*What you should do*
Each entry below is to be restated word for word, with no pictures carried over.

====== Supplied data ======

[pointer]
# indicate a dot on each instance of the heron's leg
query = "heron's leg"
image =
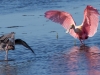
(6, 56)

======

*Solution*
[pointer]
# indicate a dot on each instance of the heron's leg
query = "heron's leg"
image =
(6, 56)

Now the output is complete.